- _Short task_
Reproduce each of the following items precisely, without altering any character.

- _Location identification entries_
* BEGIN *

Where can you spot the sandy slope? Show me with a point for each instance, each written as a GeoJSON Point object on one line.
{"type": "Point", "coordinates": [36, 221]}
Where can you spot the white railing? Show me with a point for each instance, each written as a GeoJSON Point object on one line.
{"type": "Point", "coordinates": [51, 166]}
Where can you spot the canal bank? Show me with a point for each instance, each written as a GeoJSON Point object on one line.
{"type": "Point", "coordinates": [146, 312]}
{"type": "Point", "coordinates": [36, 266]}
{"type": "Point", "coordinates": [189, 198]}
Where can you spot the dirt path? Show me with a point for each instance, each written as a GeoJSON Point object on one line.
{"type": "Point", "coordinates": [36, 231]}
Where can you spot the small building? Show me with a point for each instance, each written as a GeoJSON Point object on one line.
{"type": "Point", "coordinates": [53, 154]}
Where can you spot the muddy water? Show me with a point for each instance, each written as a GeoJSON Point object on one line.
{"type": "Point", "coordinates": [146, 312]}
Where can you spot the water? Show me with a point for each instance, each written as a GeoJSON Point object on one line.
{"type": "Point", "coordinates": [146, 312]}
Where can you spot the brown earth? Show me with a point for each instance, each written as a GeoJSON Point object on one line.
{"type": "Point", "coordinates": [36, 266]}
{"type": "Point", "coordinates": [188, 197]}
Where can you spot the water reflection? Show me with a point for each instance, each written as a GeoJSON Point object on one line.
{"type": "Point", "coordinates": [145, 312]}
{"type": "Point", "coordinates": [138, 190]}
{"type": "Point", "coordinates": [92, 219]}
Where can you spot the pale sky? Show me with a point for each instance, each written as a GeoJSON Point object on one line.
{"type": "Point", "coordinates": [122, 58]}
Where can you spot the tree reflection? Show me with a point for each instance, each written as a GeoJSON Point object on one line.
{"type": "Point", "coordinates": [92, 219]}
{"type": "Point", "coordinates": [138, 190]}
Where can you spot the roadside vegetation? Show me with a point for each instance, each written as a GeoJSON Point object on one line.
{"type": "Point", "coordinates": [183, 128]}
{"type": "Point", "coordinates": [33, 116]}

* END *

- _Output of the exercise_
Where can you spot the sandy slope? Show me with a point for each instance, each written as a GeoJSON Point object on one line.
{"type": "Point", "coordinates": [36, 221]}
Where can you spot the white railing? Show me with a point for each instance, each written as a GeoJSON Point object on one line.
{"type": "Point", "coordinates": [51, 166]}
Where can you spot the canal bank? Show me with a point for each instance, each written as a GeoJSON Point object on one line.
{"type": "Point", "coordinates": [146, 312]}
{"type": "Point", "coordinates": [36, 266]}
{"type": "Point", "coordinates": [189, 198]}
Where can you spot the dirt path? Show me with a point for each instance, each written as a GeoJSON Point object on one line.
{"type": "Point", "coordinates": [36, 231]}
Where can you spot the small building? Show me with a point for each instance, each written as a GeoJSON Point object on one line.
{"type": "Point", "coordinates": [53, 154]}
Where can you spot the muddy water? Show me with a point for each instance, each written as a GeoJSON Point object on one line.
{"type": "Point", "coordinates": [146, 312]}
Where can you spot the water? Show me with a point for each instance, each written as a GeoJSON Point object on one line.
{"type": "Point", "coordinates": [146, 312]}
Where can you spot the brown earth? Show me with a point for each instance, each written as a GeoJSON Point object on one line.
{"type": "Point", "coordinates": [36, 266]}
{"type": "Point", "coordinates": [188, 197]}
Where can you spot the water reflection? Show me with a point for each instance, each written as a GeoJSON Point object on one line.
{"type": "Point", "coordinates": [145, 312]}
{"type": "Point", "coordinates": [138, 190]}
{"type": "Point", "coordinates": [92, 219]}
Where can you spot the pale sky? Show me with a point for each instance, each written as a GeoJSON Point object on one line.
{"type": "Point", "coordinates": [122, 58]}
Where can you spot the tree reflection? Show me with a point for each instance, each written as a GeoJSON Point object on one line.
{"type": "Point", "coordinates": [92, 219]}
{"type": "Point", "coordinates": [138, 190]}
Where can you spot the roadside vegetation? Show me with a point for each instance, each written as a GeoJSON Point object on one line.
{"type": "Point", "coordinates": [183, 128]}
{"type": "Point", "coordinates": [33, 116]}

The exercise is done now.